Dataset records:

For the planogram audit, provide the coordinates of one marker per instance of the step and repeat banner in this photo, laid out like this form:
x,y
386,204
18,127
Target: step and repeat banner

Goal of the exercise: Which lines of the records above contain the word "repeat"? Report each one in full.

Your solution:
For the planogram audit, provide the coordinates of one marker per instance of the step and repeat banner in this photo, laid out like this form:
Target: step and repeat banner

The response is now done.